Document passage:
Real Estate . . . When does it “real”ly transfer to my heirs?

When people say that real property (which refers to real estate such as your home, as opposed to personal property such as your chairs, tables, jewelry, etc) passes “outside of probate” what does that mean?

Simply put – real estate transfers to the new owner at the time of the decedent’s death. It is not subject to the probate process and it transfers immediately (with some provisions that we touch on below).

North Carolina General Statute § 28A-15-2 states that: “The title to real property of a decedent is vested in the decedent's heirs as of the time of the decedent's death; but the title to real property of a decedent devised under a valid probated will becomes vested in the devisees and shall relate back to the decedent's death, subject to the provisions of G.S. 31-39”

Broken down – the above statute provides that:

  • If someone dies without a will any real property owned at death immediately passes on to the next of kin.
  •  If a person dies with a valid and properly probated will– the real property passes on to the beneficiaries under the will with the date of transfer relating back to the date that the person passed away.
  • Any rents from the real property will go immediately to the new owner beginning at the date of death. Income will not go to the decedent’s estate. Taxes accrued from the date of death will also be billed to the new owner.


Still curious what this all means? Some common questions we’ve heard over the years are below:

  • “Why didn't I get a deed?” Because North Carolina doesn’t require one. All that is needed to prove ownership is the death certificate and the probate file. Nice and simple.
  • “What if the estate had debts and expenses?” In this instance, the executor of the estate may pull the real property back in to the estate in order to sell the real property to generate the funds to pay creditors – but only if it’s necessary to pay the debts and expenses of the estate. This option exists whether or not the decedent died with a valid will.

Extracted entries:

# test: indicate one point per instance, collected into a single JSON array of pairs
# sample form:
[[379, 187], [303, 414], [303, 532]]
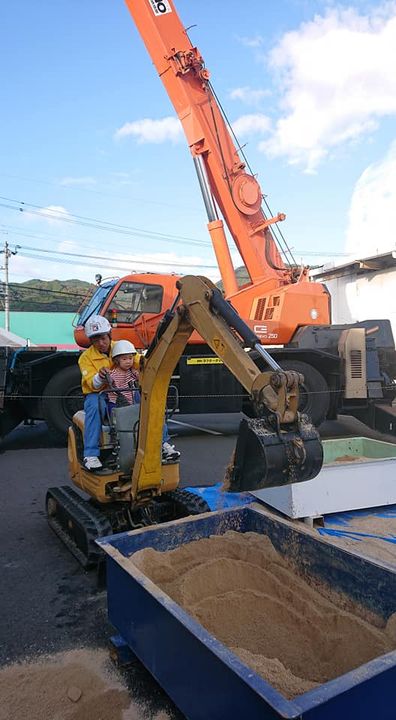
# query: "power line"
[[102, 225], [81, 188], [123, 260], [44, 236]]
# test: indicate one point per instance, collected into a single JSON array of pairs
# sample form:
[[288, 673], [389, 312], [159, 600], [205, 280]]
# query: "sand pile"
[[240, 589], [76, 685]]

Problem details: Please transcribe the entire real estate inheritance text word for word. This listing is drawn from a separate source.

Completed task:
Real Estate . . . When does it “real”ly transfer to my heirs?

When people say that real property (which refers to real estate such as your home, as opposed to personal property such as your chairs, tables, jewelry, etc) passes “outside of probate” what does that mean?

Simply put – real estate transfers to the new owner at the time of the decedent’s death. It is not subject to the probate process and it transfers immediately (with some provisions that we touch on below).

North Carolina General Statute § 28A-15-2 states that: “The title to real property of a decedent is vested in the decedent's heirs as of the time of the decedent's death; but the title to real property of a decedent devised under a valid probated will becomes vested in the devisees and shall relate back to the decedent's death, subject to the provisions of G.S. 31-39”

Broken down – the above statute provides that:

  • If someone dies without a will any real property owned at death immediately passes on to the next of kin.
  •  If a person dies with a valid and properly probated will– the real property passes on to the beneficiaries under the will with the date of transfer relating back to the date that the person passed away.
  • Any rents from the real property will go immediately to the new owner beginning at the date of death. Income will not go to the decedent’s estate. Taxes accrued from the date of death will also be billed to the new owner.


Still curious what this all means? Some common questions we’ve heard over the years are below:

  • “Why didn't I get a deed?” Because North Carolina doesn’t require one. All that is needed to prove ownership is the death certificate and the probate file. Nice and simple.
  • “What if the estate had debts and expenses?” In this instance, the executor of the estate may pull the real property back in to the estate in order to sell the real property to generate the funds to pay creditors – but only if it’s necessary to pay the debts and expenses of the estate. This option exists whether or not the decedent died with a valid will.